Description of the task:
Without the images, print all the entries below exactly as given.

— Begin Material —

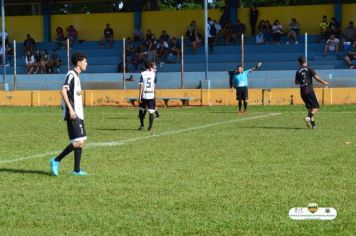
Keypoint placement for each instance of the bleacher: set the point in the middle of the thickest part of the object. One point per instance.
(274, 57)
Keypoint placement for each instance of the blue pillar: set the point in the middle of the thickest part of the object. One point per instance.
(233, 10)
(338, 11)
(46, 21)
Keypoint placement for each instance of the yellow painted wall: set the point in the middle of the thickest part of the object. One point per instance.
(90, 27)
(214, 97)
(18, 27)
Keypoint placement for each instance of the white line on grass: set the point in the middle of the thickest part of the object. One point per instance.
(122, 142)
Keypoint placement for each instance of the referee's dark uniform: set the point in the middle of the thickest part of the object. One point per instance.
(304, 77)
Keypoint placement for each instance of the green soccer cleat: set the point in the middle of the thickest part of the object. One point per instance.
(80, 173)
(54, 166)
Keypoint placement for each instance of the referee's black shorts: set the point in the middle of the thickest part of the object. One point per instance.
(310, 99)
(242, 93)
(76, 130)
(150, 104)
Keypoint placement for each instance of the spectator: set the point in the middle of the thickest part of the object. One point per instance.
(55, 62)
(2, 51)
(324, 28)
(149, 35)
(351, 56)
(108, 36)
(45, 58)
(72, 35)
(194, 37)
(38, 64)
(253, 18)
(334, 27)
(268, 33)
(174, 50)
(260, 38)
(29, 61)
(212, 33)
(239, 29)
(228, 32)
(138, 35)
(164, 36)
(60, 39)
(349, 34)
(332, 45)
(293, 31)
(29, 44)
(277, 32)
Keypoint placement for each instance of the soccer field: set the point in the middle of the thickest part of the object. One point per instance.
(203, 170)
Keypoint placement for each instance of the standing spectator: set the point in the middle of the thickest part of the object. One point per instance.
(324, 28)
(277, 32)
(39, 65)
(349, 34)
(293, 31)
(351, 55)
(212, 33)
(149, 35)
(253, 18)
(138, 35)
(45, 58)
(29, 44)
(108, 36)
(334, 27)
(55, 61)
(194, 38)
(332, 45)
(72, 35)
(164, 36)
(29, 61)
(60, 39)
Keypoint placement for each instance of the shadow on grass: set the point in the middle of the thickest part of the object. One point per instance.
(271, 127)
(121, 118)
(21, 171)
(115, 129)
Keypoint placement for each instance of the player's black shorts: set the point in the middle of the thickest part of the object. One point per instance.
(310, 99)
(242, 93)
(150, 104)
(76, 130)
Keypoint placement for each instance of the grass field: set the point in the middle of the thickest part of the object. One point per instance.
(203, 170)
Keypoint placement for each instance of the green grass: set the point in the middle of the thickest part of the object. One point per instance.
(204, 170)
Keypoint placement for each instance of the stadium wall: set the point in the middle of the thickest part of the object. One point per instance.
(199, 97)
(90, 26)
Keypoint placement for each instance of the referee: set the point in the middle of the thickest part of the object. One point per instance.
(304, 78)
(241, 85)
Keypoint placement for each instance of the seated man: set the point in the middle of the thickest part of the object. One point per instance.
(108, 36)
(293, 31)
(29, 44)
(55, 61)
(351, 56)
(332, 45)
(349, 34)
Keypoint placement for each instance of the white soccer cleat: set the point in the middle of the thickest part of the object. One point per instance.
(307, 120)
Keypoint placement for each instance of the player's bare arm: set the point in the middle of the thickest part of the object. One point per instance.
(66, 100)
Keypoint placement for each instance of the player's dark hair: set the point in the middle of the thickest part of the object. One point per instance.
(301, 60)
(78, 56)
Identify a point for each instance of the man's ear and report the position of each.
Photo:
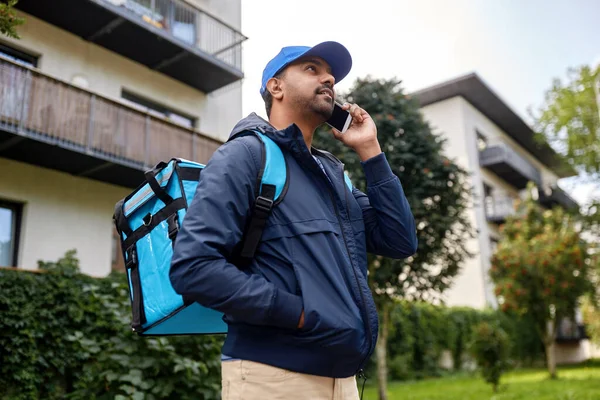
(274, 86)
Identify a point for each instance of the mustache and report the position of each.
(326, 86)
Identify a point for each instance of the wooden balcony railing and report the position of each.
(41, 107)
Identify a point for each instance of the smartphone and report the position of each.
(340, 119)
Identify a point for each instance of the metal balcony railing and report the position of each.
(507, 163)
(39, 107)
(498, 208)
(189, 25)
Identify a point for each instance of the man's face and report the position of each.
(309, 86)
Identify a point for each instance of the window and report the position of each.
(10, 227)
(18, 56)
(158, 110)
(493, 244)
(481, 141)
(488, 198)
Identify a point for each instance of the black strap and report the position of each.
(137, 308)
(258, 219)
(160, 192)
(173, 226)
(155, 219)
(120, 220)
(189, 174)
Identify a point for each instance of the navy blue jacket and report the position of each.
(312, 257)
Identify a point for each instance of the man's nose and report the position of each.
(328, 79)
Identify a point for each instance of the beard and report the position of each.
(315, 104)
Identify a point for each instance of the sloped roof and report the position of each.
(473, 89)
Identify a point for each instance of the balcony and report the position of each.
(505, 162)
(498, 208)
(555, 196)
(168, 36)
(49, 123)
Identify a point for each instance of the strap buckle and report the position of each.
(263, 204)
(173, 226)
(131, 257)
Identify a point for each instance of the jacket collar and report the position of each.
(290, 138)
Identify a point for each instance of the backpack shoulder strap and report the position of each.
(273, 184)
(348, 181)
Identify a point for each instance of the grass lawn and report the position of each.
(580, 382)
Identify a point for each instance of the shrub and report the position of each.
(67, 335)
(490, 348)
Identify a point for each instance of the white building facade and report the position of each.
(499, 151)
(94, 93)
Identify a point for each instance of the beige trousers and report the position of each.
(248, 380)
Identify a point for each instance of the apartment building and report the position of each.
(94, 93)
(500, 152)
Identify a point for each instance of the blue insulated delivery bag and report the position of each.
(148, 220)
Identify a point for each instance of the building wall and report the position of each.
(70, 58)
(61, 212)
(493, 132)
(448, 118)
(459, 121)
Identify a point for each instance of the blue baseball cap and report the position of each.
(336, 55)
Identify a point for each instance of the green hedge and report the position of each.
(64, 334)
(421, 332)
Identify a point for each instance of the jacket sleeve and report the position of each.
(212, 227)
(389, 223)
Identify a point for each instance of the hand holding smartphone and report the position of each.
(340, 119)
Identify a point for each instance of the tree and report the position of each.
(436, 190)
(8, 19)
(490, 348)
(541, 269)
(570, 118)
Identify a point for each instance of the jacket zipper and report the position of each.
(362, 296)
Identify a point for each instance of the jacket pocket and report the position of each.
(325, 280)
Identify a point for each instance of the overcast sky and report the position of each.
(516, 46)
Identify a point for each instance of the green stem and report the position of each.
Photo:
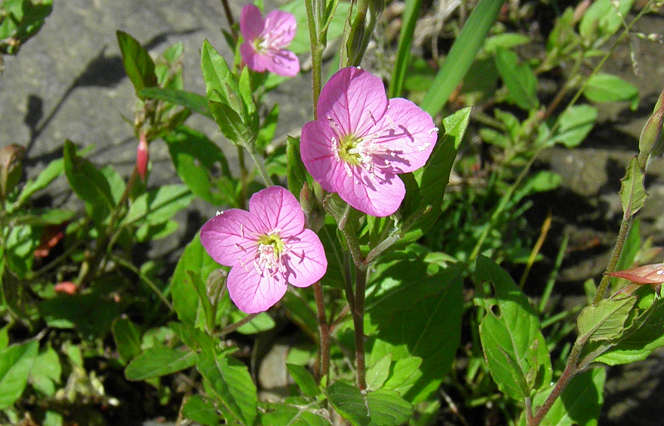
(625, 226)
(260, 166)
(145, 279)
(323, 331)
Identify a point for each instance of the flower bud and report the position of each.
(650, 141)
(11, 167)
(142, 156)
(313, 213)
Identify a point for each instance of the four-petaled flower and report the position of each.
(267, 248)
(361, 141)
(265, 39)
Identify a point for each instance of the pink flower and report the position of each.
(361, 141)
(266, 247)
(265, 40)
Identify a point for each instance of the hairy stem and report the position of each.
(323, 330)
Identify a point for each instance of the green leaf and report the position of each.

— End Material —

Completed exercise:
Keypoint placement for each instance of the bleacher: set the point in the middle of the thickest part of the object. One point per instance.
(274, 57)
Keypoint placement for each instance of the blue pillar: set the point in the middle of the thickest part of the object. One point per instance.
(233, 10)
(338, 11)
(46, 21)
Keypoint placement for each instance of the yellow painted wall: set the point in the middle of the thickest part of the object. One point per instance.
(90, 27)
(214, 97)
(18, 27)
Keypoint placement for each instance of the white line on grass: set the point in the middle of the thickest part of the object. One point per instance.
(122, 142)
Keypoint placement for each instance of the referee's dark uniform: set the point in the middle of the thickest part of the object. One point per instance.
(304, 77)
Keypoint placement for each instance of the green soccer cleat: set the point in the middle of the thickest part of the object. One point per instance.
(80, 173)
(54, 166)
Keypoint placement for each instance of the referee's black shorts: set the point in the middle of the thickest part of the object. One point per instance.
(310, 99)
(242, 93)
(76, 130)
(150, 104)
Keypoint placement for each instance of the spectator: set the point in the middle of the thickest part of the object. One point per instance.
(55, 62)
(2, 51)
(324, 28)
(149, 35)
(351, 56)
(108, 36)
(45, 58)
(72, 35)
(194, 37)
(38, 64)
(253, 18)
(334, 27)
(268, 33)
(174, 50)
(260, 38)
(29, 61)
(212, 33)
(239, 29)
(228, 32)
(138, 35)
(164, 36)
(60, 39)
(349, 34)
(332, 45)
(293, 31)
(29, 44)
(277, 32)
Keypoint placement for each instance of the soccer field: set the point in the middle of the thickest part of the object. One point per instance.
(203, 170)
Keypoint placement for each instance of the standing spectator: set the point in the middle of the thickest part of the object. One point per instance.
(324, 28)
(277, 32)
(39, 65)
(349, 34)
(293, 31)
(351, 55)
(212, 33)
(149, 35)
(253, 18)
(138, 35)
(45, 58)
(29, 44)
(108, 36)
(334, 27)
(55, 61)
(194, 38)
(332, 45)
(72, 35)
(164, 36)
(29, 61)
(60, 39)
Keypoint placement for each instance of the shadow on grass: set the point in the middle of the thickest part of the object. One point per instance.
(271, 127)
(121, 118)
(21, 171)
(115, 129)
Keypoint placement for each instance of the player's black shorts: set the point in the middle of the thickest part of the object. One point per instance.
(310, 99)
(242, 93)
(150, 104)
(76, 130)
Keypoint placement for each instance of the grass field: set the point in the middle of the thickest part of the object. One point per instance.
(203, 170)
Keypoint placement for each instance of the green grass: set the point in the middle of the thickest part of the object. One point per instance.
(204, 170)
Keypoint placement for each instance of the stadium wall: set the point in the middle of the thickest part of the object. One point per instance.
(199, 97)
(90, 26)
Keypoint placement for each instance of the referee: set the point in the middle of the thickest part of the object. One point per instance.
(304, 78)
(241, 85)
Keypoint placement for each instance of the seated man: set the point in the middle of the thickest part of the object. One point per instance.
(108, 36)
(293, 31)
(29, 44)
(55, 61)
(351, 56)
(332, 45)
(349, 34)
Keypoint placement for each instance of the white soccer cleat: set the point in the middle of the thickest part of the object. One point per instance.
(307, 120)
Keypoint placement for each instance of the player's bare arm: set the point in the middle of the thickest part of the object. One point per instance.
(66, 100)
Keypoint placement for each instance of the player's dark hair: set the point in the middle of the thickest part of the object. One point per instance.
(301, 60)
(78, 56)
Identify a point for each instance of the man's ear and report the position of each.
Photo:
(274, 86)
Identify a point for each instance of the mustache and report the position of each.
(326, 86)
Identify a point for each instance of the wooden balcony railing and report the position of each.
(41, 107)
Identify a point for each instance of the smartphone and report the position of each.
(340, 119)
Identify a point for each instance of the metal balcony railing and report the position of each.
(507, 163)
(39, 107)
(498, 208)
(189, 25)
Identify a point for each instance of the man's face and report the position of each.
(309, 86)
Identify a point for each instance of the window and report the position of each.
(10, 227)
(18, 56)
(158, 110)
(493, 244)
(481, 141)
(488, 198)
Identify a point for each instance of the black strap and report the position of each.
(137, 308)
(258, 219)
(160, 192)
(173, 226)
(155, 219)
(120, 220)
(189, 174)
Identify a point for each instance of the navy blue jacket and report the position of each.
(312, 257)
Identify a point for each instance of the man's nose and report the position of each.
(328, 79)
Identify a point for each instance of the beard and report the position of each.
(315, 104)
Identify a point for each instance of the sloped roof and report the position of each.
(473, 89)
Identify a point for each instance of the balcony and report the position of each.
(505, 162)
(498, 208)
(555, 196)
(168, 36)
(49, 123)
Identify a point for each instance of the strap buckle and report the position of each.
(263, 204)
(173, 226)
(131, 257)
Identify a point for each instance of the jacket collar and report the position of each.
(290, 138)
Identify a point for each instance of the backpack shoulder strap and report the position of each.
(273, 184)
(348, 181)
Identify a point for each instance of the grass lawn and report the position of each.
(580, 382)
Identify a point for each instance of the shrub and report the position of each.
(67, 335)
(490, 348)
Identify a point for each instance of the white building facade and report the position of each.
(499, 151)
(94, 93)
Identify a point for each instance of the beige trousers and report the position of each.
(248, 380)
Identify a point for each instance of the apartment building and report the position of each.
(94, 93)
(500, 152)
Identify a point for each instance of the blue insulated delivery bag and report the position of each.
(148, 220)
Identify a point for each instance of the building wall and report the position of each.
(70, 58)
(61, 212)
(493, 132)
(448, 118)
(459, 121)
Identify a point for each instance of the blue baseball cap and report the position of each.
(336, 55)
Identify a point for each instance of the green hedge and report the position of each.
(64, 334)
(421, 332)
Identify a point for each instance of the jacket sleeve and report the position of each.
(212, 227)
(389, 223)
Identify a point for each instance of the hand holding smartphone and report the position of each.
(340, 119)
Identify a point for each instance of the tree and report the position of each.
(436, 190)
(8, 19)
(490, 348)
(541, 269)
(570, 118)
Identify a point for each instance of the jacket zipper and report the position of each.
(362, 296)
Identify a point for each instance of the jacket pocket and report the position of each.
(325, 280)
Identify a point for each instance of the overcast sky and report the position of each.
(516, 46)
Identify a point for each instance of the green stem and report the position of each.
Photo:
(625, 226)
(260, 166)
(145, 279)
(323, 331)
Identify a point for each instance of the flower bud and report the position of each.
(650, 141)
(11, 167)
(142, 156)
(313, 213)
Identify a point for each instance of the four-petaled flower and report the position of each.
(267, 248)
(361, 141)
(265, 39)
Identify a point for each instance of the pink flower and report the position of each.
(361, 141)
(266, 247)
(265, 40)
Identify a point for each instance of the hairy stem and report the position of each.
(323, 330)
Identify a point for each instance of the green leaf and report the position of each.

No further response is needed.